### Page text
- Born: February 22, 1966 (age 60)
- Origin: Los Angeles, California, U.S.
- Genres: R&B
- Years active: 1988–1991
- Label: Capitol Records

= Suave (singer) =

American singer

Waymond Anderson, better known by his stage name Suave, stylized as Suavé (born February 22, 1966), is a former American R&B singer, who hit the American top 40 charts with a cover of The Temptations' "My Girl" in 1988.

==Discovery and success==
Anderson was discovered at a New Edition concert in California in the mid-1980s, when one of the members invited him to sing on stage with them. After his initial nervousness on stage, he decided this was the career route he wanted to take. A few years later, in 1988, Suave released his first single, "My Girl," as well as an album, I'm Your Playmate. The single rose to #20 on the Billboard Hot 100 and #22 on the Radio & Records Pop Chart. Later in the year, he released a single called "Shake Your Body," which climbed to #22 on Billboard's Hot R&B/Hip-Hop Singles & Tracks.

In 1991, Suavé released his sophomore album, To The Maxx which failed to chart and the only single “Rocked Your Boots” failed to chart as well, Capitol Records dropped Suavé from the label.

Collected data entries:
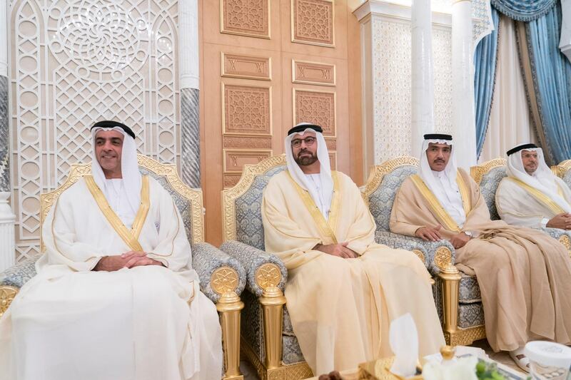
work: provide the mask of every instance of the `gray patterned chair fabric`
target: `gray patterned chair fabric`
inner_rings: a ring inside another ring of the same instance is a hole
[[[495,207],[495,192],[502,180],[507,177],[505,166],[498,166],[490,169],[482,177],[480,183],[480,192],[484,197],[490,210],[490,217],[492,220],[498,220],[497,209]]]
[[[288,272],[281,260],[264,251],[261,203],[263,190],[269,180],[286,168],[283,155],[271,157],[256,165],[246,165],[240,182],[234,188],[223,192],[224,215],[228,215],[225,219],[231,219],[232,225],[229,226],[228,221],[225,220],[226,242],[220,249],[238,259],[246,271],[248,282],[242,295],[245,304],[242,320],[248,321],[248,323],[241,324],[242,349],[244,351],[244,346],[247,347],[250,354],[246,354],[246,356],[255,364],[259,376],[263,378],[274,375],[271,375],[272,370],[263,364],[266,360],[265,339],[267,337],[263,328],[263,309],[258,299],[263,289],[258,284],[256,274],[264,265],[276,265],[281,275],[277,287],[283,291]],[[293,332],[287,304],[284,305],[283,311],[281,347],[281,365],[284,374],[279,376],[284,376],[284,378],[291,376],[291,379],[300,378],[298,376],[301,373],[309,376],[311,372]],[[294,367],[298,370],[293,370]]]
[[[416,173],[417,167],[418,160],[413,158],[398,158],[378,165],[363,187],[363,195],[377,225],[375,241],[378,243],[393,248],[423,252],[425,265],[435,279],[433,286],[435,303],[440,320],[444,323],[442,280],[438,277],[440,268],[435,259],[439,248],[446,247],[451,252],[450,263],[453,265],[455,262],[453,247],[447,240],[425,242],[418,237],[398,235],[390,231],[390,213],[396,194],[404,180]],[[477,281],[475,277],[460,274],[458,326],[463,329],[480,327],[484,324],[484,312]],[[465,343],[469,344],[470,342],[466,341]]]
[[[157,175],[153,171],[139,168],[141,173],[149,175],[171,194],[175,204],[184,221],[186,235],[192,242],[192,212],[191,201],[177,191],[163,175]],[[239,262],[213,245],[198,242],[192,245],[193,267],[196,270],[201,279],[201,290],[213,302],[216,302],[220,295],[211,287],[210,279],[212,273],[221,267],[230,267],[238,274],[239,284],[236,294],[240,295],[246,286],[246,271]],[[0,285],[9,285],[21,288],[31,277],[36,275],[36,262],[39,255],[26,259],[0,274]]]

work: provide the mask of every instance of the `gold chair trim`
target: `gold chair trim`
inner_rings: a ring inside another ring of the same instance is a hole
[[[455,332],[444,332],[446,344],[450,346],[469,346],[477,340],[486,337],[486,328],[483,324],[467,329],[458,327]]]
[[[282,362],[282,366],[279,368],[266,369],[263,362],[243,337],[241,339],[240,348],[243,356],[256,368],[261,380],[299,380],[313,376],[311,369],[305,361],[292,364],[285,364]]]
[[[486,173],[495,168],[505,166],[506,164],[507,161],[505,158],[498,157],[497,158],[486,161],[482,165],[473,166],[470,168],[470,175],[474,179],[476,183],[480,185],[480,183],[482,182],[482,179]]]
[[[245,165],[240,180],[234,187],[222,191],[222,227],[224,241],[236,237],[236,200],[252,185],[256,176],[270,169],[286,165],[286,155],[273,155],[256,165]]]
[[[280,268],[273,262],[266,262],[256,271],[256,283],[263,290],[271,287],[277,287],[281,282]]]
[[[12,303],[18,292],[18,288],[14,287],[9,285],[0,286],[0,317],[8,310],[8,307]]]
[[[236,292],[239,282],[238,272],[230,267],[221,267],[210,277],[212,290],[221,296],[228,292]]]

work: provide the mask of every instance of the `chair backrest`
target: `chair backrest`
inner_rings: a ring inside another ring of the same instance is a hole
[[[377,224],[377,231],[389,231],[395,197],[409,175],[415,174],[418,159],[403,156],[374,166],[365,184],[363,197]]]
[[[470,171],[470,175],[480,186],[480,192],[487,205],[492,220],[500,219],[495,207],[495,192],[497,191],[500,182],[507,176],[505,165],[505,158],[495,158],[482,165],[473,166]]]
[[[571,160],[565,160],[559,165],[552,166],[551,170],[571,188]]]
[[[187,186],[176,173],[174,165],[163,164],[143,155],[137,155],[139,171],[156,180],[173,197],[184,222],[186,236],[191,244],[204,242],[204,216],[202,206],[202,190]],[[40,225],[48,215],[58,197],[84,175],[91,174],[91,164],[74,164],[67,180],[59,188],[40,195]],[[44,252],[41,242],[41,250]]]
[[[238,240],[264,250],[261,213],[263,190],[273,175],[286,168],[286,155],[244,165],[238,183],[222,192],[224,241]]]

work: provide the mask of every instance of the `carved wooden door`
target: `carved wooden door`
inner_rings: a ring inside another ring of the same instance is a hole
[[[349,70],[360,69],[358,23],[345,1],[203,0],[201,11],[202,185],[217,244],[221,190],[245,164],[283,153],[297,123],[321,125],[333,168],[360,175],[349,160],[360,146],[360,77]]]

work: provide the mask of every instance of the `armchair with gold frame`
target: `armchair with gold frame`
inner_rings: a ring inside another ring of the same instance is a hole
[[[288,272],[276,256],[264,251],[261,201],[272,176],[286,169],[284,155],[244,165],[242,177],[222,192],[223,238],[220,249],[237,258],[246,270],[242,294],[243,356],[262,380],[310,377],[291,327],[283,297]]]
[[[485,337],[484,312],[475,277],[458,271],[455,250],[446,240],[425,242],[390,232],[390,212],[403,182],[416,173],[418,160],[398,157],[373,167],[363,195],[377,225],[375,240],[393,248],[413,251],[435,279],[433,294],[446,342],[468,345]]]
[[[202,191],[184,184],[173,165],[161,164],[142,155],[138,155],[138,161],[141,173],[153,177],[171,194],[184,221],[201,290],[216,304],[220,314],[224,349],[224,369],[221,374],[223,372],[225,379],[243,379],[238,366],[240,312],[243,307],[240,294],[246,284],[246,272],[238,260],[204,242]],[[89,174],[91,164],[72,165],[63,185],[40,195],[41,225],[59,195],[81,177]],[[19,288],[36,274],[35,262],[39,257],[26,259],[0,274],[0,316],[8,309]]]

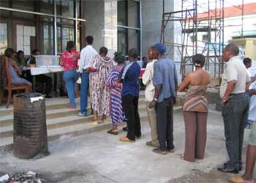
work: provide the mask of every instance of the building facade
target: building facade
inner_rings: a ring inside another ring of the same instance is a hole
[[[169,0],[167,0],[167,1]],[[173,1],[169,0],[169,7]],[[41,54],[59,54],[74,40],[77,49],[85,38],[110,54],[137,48],[141,56],[160,41],[161,0],[1,0],[0,54],[7,47],[26,56],[35,48]]]

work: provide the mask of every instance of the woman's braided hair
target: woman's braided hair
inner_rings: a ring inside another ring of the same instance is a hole
[[[122,53],[119,51],[115,52],[114,55],[114,60],[115,62],[117,62],[118,64],[122,64],[125,62],[126,57],[124,57],[124,56],[122,54]]]

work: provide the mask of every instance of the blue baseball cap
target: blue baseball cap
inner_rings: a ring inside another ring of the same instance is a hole
[[[166,47],[164,44],[157,43],[155,45],[154,47],[160,53],[164,53],[166,51]]]

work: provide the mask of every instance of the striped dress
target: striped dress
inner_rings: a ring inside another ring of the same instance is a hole
[[[117,87],[117,79],[122,67],[115,66],[111,68],[108,74],[107,86],[109,87],[110,95],[110,115],[112,123],[116,125],[124,121],[124,115],[122,108],[121,91]]]
[[[207,98],[208,85],[194,85],[189,87],[183,105],[184,111],[208,113]]]

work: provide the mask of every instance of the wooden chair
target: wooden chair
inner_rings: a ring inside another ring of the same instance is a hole
[[[9,108],[10,104],[11,99],[12,97],[12,91],[18,90],[24,90],[25,93],[29,93],[30,87],[28,85],[13,85],[12,84],[10,77],[10,72],[9,70],[9,59],[5,57],[6,62],[6,72],[7,79],[7,86],[4,87],[4,90],[8,91],[8,97],[6,103],[6,108]]]

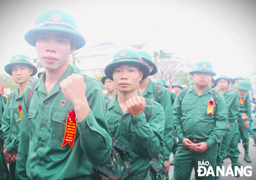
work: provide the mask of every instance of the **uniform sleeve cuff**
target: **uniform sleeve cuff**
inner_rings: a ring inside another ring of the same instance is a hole
[[[142,112],[140,114],[131,118],[131,126],[134,129],[137,129],[144,125],[147,123],[145,115]]]

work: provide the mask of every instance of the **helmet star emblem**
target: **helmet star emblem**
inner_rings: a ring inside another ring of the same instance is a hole
[[[54,14],[52,16],[52,19],[54,21],[59,21],[61,20],[61,16],[58,14]]]

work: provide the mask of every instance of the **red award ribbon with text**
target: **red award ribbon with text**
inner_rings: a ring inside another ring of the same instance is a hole
[[[71,110],[67,114],[66,129],[63,142],[61,147],[69,143],[71,148],[73,149],[74,142],[74,138],[76,131],[76,113],[74,110]]]
[[[213,99],[208,102],[208,106],[207,107],[207,114],[209,114],[210,113],[213,114],[214,101],[213,101]]]
[[[22,109],[22,105],[20,105],[18,106],[18,108],[19,108],[19,119],[17,120],[16,120],[16,121],[19,121],[21,120],[21,109]]]

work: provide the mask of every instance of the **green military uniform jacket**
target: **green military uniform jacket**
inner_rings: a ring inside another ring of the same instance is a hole
[[[61,147],[67,116],[74,108],[64,97],[59,83],[74,73],[77,73],[69,65],[47,94],[44,72],[30,104],[29,86],[25,90],[16,166],[19,178],[86,179],[92,172],[91,163],[101,164],[109,158],[112,143],[102,90],[98,81],[86,76],[84,78],[89,114],[81,122],[76,121],[73,148],[68,143]],[[62,106],[63,100],[66,104]]]
[[[161,96],[156,99],[156,85],[150,79],[146,89],[142,93],[143,97],[160,104],[164,109],[165,123],[164,135],[164,148],[162,151],[166,161],[169,161],[171,149],[173,146],[174,131],[173,119],[173,110],[171,108],[171,100],[169,91],[164,86],[161,89]]]
[[[0,127],[0,179],[9,180],[10,179],[10,173],[6,163],[6,160],[3,154],[3,131]]]
[[[210,148],[219,143],[228,124],[223,96],[216,95],[218,101],[214,102],[214,114],[207,114],[208,101],[213,98],[209,87],[199,96],[193,86],[188,88],[182,100],[181,92],[173,105],[174,126],[179,141],[182,142],[186,138],[207,139],[204,142]]]
[[[242,96],[239,96],[238,93],[235,91],[235,91],[237,96],[239,98],[239,109],[240,110],[240,115],[239,115],[239,117],[240,117],[242,116],[242,113],[245,113],[246,114],[248,117],[246,120],[243,119],[243,121],[249,121],[251,120],[251,116],[252,115],[252,110],[251,107],[251,99],[250,97],[250,95],[248,93],[246,93],[245,95]],[[241,97],[244,97],[244,103],[241,104],[240,103],[240,99]],[[240,118],[240,119],[242,119],[241,118]]]
[[[1,97],[0,97],[0,104],[1,104],[1,107],[0,107],[0,127],[2,127],[2,118],[3,115],[3,113],[4,110],[4,108],[5,107],[6,104],[6,98],[1,94]]]
[[[140,93],[139,95],[142,97]],[[133,117],[128,110],[124,113],[117,97],[111,98],[107,108],[109,131],[115,140],[128,147],[130,155],[129,177],[136,178],[137,175],[142,174],[145,176],[152,164],[150,160],[163,149],[164,124],[163,107],[153,102],[151,117],[147,122],[144,112]]]
[[[238,97],[235,92],[228,89],[222,94],[228,110],[228,121],[234,122],[237,119],[238,116],[240,115]]]
[[[171,96],[171,104],[173,104],[173,103],[174,103],[174,100],[175,100],[175,98],[176,98],[177,95],[176,95],[176,94],[175,94],[175,93],[172,92],[171,91],[169,91],[169,93],[170,93],[170,96]]]
[[[22,94],[19,95],[19,92],[18,88],[9,95],[3,114],[2,129],[4,131],[5,149],[10,153],[18,152],[19,140],[15,138],[19,132],[21,122],[18,107],[21,105],[23,100]],[[12,97],[11,94],[13,94]]]
[[[115,95],[113,96],[113,97],[114,97],[114,96],[115,96],[117,94],[117,91],[116,91],[116,93],[115,93]],[[106,102],[106,101],[109,101],[109,100],[110,100],[110,99],[109,99],[109,93],[108,93],[108,92],[107,93],[107,94],[106,94],[106,95],[104,96],[104,99],[105,100],[105,102]]]

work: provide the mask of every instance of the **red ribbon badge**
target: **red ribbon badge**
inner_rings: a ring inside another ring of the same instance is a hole
[[[66,129],[65,131],[64,139],[63,139],[63,142],[62,143],[61,147],[65,146],[68,143],[71,146],[71,148],[73,149],[76,131],[76,113],[74,110],[71,110],[67,114],[67,122],[66,123]]]
[[[208,106],[207,107],[207,114],[210,113],[213,114],[213,109],[214,107],[214,101],[210,100],[208,102]]]
[[[21,120],[21,109],[22,109],[22,105],[20,105],[18,106],[18,108],[19,110],[19,119],[17,120],[16,120],[16,121],[19,121]]]

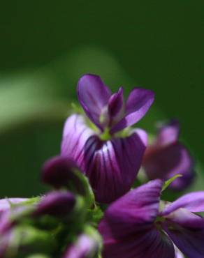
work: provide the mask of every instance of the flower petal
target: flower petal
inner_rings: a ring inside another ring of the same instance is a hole
[[[147,147],[143,160],[143,166],[150,179],[167,180],[175,174],[176,179],[170,188],[181,190],[187,187],[194,177],[194,160],[188,150],[179,142],[160,147],[152,145]]]
[[[73,159],[89,178],[98,202],[111,202],[126,192],[133,183],[147,135],[141,130],[138,133],[134,130],[126,138],[104,142],[87,127],[82,116],[74,118],[72,116],[66,122],[70,131],[66,126],[61,155]]]
[[[175,258],[185,258],[181,251],[174,245],[175,249]]]
[[[78,100],[88,117],[100,129],[100,114],[103,107],[108,105],[111,96],[109,89],[99,76],[85,75],[78,82]]]
[[[189,258],[204,257],[204,229],[164,224],[163,229],[175,245]]]
[[[43,197],[34,212],[35,215],[50,215],[66,217],[73,208],[75,196],[69,192],[53,191]]]
[[[175,258],[171,241],[155,229],[104,243],[103,258]]]
[[[162,185],[159,179],[150,181],[110,205],[99,226],[103,257],[175,257],[173,243],[154,226]]]
[[[105,243],[152,227],[159,211],[162,185],[159,179],[150,181],[110,205],[99,227]]]
[[[63,258],[92,258],[99,248],[98,243],[87,234],[78,236],[76,243],[69,246]]]
[[[204,211],[204,192],[194,192],[182,196],[167,205],[161,211],[161,215],[167,215],[180,208],[184,208],[191,212]]]
[[[115,133],[140,120],[149,110],[154,99],[153,91],[135,88],[129,94],[126,105],[126,116],[110,130]]]
[[[204,219],[201,216],[193,213],[184,208],[170,213],[165,216],[168,220],[188,228],[204,229]]]
[[[173,144],[177,141],[179,133],[180,124],[178,121],[172,120],[159,128],[156,143],[163,146]]]
[[[111,118],[117,116],[124,105],[123,88],[120,87],[118,92],[111,96],[108,100],[108,113]]]

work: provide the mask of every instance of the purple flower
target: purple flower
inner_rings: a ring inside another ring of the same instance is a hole
[[[99,250],[99,243],[90,236],[82,234],[66,250],[63,258],[92,258]]]
[[[126,192],[140,167],[146,133],[133,130],[125,138],[102,141],[83,116],[73,114],[65,124],[61,155],[75,160],[88,177],[100,202],[110,202]]]
[[[78,86],[79,101],[90,120],[79,114],[68,118],[63,132],[61,155],[72,158],[88,177],[98,202],[108,203],[133,184],[147,144],[141,129],[125,135],[119,131],[143,117],[154,101],[152,91],[135,88],[124,103],[123,89],[112,94],[99,76],[85,75]],[[108,133],[104,139],[101,134]]]
[[[56,156],[47,160],[43,167],[42,180],[57,189],[66,188],[83,196],[87,205],[93,204],[94,194],[87,177],[70,158]]]
[[[12,226],[11,210],[16,209],[15,205],[27,201],[26,198],[6,198],[0,199],[0,236]]]
[[[134,88],[124,103],[123,89],[112,94],[100,77],[85,75],[78,85],[78,100],[92,121],[101,130],[110,129],[111,134],[140,120],[152,105],[152,91]]]
[[[194,176],[194,162],[187,148],[178,141],[179,123],[172,121],[159,130],[156,141],[147,146],[143,166],[150,179],[167,180],[177,174],[170,188],[180,190],[187,187]]]
[[[113,202],[99,224],[103,258],[204,257],[204,192],[160,200],[163,182],[149,182]]]

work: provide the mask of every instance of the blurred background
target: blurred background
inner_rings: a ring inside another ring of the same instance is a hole
[[[45,191],[41,167],[59,153],[86,73],[115,91],[152,89],[138,126],[179,119],[204,188],[204,1],[10,1],[0,10],[0,197]]]

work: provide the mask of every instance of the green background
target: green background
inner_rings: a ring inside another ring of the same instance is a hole
[[[126,94],[154,90],[138,126],[179,119],[202,163],[203,1],[10,1],[0,10],[0,197],[43,192],[41,167],[59,152],[85,73]]]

### About this task
Reproduce the passage of the Suave biography between "Waymond Anderson, better" and "Singles & Tracks.", inclusive. The entries are not required for the task.

### Result of the exercise
Waymond Anderson, better known by his stage name Suave, stylized as Suavé (born February 22, 1966), is a former American R&B singer, who hit the American top 40 charts with a cover of The Temptations' "My Girl" in 1988.

==Discovery and success==
Anderson was discovered at a New Edition concert in California in the mid-1980s, when one of the members invited him to sing on stage with them. After his initial nervousness on stage, he decided this was the career route he wanted to take. A few years later, in 1988, Suave released his first single, "My Girl," as well as an album, I'm Your Playmate. The single rose to #20 on the Billboard Hot 100 and #22 on the Radio & Records Pop Chart. Later in the year, he released a single called "Shake Your Body," which climbed to #22 on Billboard's Hot R&B/Hip-Hop Singles & Tracks.